> Stored data entries:
= = = = = = =

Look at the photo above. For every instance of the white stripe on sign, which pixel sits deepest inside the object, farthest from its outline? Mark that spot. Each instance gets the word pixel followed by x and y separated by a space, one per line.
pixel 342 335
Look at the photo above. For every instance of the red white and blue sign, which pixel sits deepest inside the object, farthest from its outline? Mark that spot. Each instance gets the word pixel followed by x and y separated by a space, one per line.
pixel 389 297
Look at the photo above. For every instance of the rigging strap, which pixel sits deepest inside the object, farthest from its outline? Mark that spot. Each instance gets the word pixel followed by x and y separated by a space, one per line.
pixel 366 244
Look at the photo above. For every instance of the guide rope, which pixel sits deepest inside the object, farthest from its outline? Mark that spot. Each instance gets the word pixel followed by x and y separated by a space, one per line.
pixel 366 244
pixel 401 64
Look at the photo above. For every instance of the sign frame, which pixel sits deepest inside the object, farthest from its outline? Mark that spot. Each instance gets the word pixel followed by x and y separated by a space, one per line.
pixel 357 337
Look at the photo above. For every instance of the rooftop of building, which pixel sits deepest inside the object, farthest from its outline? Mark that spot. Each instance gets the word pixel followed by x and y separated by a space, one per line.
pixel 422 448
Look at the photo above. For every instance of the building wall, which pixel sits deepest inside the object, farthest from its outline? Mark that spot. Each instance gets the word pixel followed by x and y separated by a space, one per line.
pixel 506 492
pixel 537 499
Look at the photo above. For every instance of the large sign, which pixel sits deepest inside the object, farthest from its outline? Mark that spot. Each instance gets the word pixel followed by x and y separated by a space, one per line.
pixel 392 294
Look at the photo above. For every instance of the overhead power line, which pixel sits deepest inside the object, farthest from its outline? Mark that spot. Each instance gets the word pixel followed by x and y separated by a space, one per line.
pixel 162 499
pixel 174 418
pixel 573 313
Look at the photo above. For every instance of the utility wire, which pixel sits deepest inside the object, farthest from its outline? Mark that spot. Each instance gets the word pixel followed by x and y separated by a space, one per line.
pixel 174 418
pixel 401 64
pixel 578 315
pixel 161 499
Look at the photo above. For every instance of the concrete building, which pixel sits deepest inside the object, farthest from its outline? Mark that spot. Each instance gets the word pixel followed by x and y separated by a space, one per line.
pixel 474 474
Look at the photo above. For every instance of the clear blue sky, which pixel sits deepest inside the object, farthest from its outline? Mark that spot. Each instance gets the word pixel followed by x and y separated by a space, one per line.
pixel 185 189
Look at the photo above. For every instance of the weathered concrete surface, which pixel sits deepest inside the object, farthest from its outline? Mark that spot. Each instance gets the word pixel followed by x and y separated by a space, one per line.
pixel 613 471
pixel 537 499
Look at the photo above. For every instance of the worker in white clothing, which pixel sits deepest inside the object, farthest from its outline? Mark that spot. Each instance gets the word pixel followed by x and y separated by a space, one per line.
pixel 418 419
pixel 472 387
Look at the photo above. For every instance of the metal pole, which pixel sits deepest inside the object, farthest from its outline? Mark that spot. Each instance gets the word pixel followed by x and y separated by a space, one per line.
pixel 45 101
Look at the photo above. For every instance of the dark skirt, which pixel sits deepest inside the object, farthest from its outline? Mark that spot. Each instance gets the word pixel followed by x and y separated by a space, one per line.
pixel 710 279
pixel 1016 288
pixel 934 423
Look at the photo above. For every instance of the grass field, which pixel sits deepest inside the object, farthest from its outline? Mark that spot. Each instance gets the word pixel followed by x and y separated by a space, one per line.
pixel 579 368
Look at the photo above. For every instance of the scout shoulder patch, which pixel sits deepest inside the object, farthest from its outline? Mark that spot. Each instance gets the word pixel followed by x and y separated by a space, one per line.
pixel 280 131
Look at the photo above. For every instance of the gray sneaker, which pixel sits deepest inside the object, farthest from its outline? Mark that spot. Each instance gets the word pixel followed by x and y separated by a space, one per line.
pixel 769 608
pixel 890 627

= = = = = = =

> The request:
Rewrite the lines of the entries above as a numbered list, from the line containing "Look at the photo above. For every instance of the scout" through the last line of the entries, both ends included. Leave out any blank lines.

> The result:
1. Look at the photo above. For every instance of the scout shoulder patch, which pixel sits deepest inside the object, farthest from its outline? Mark that spot. Each instance gets the word pixel followed by x and y separated by a space, one per line.
2. pixel 280 131
3. Look at the photo above. For every instance of the gray sneaker, which pixel sits deepest inside the object, farthest from its outline? Mark that spot. Each instance gets the word pixel followed by x and y separated by a space, one per line.
4. pixel 769 608
5. pixel 890 627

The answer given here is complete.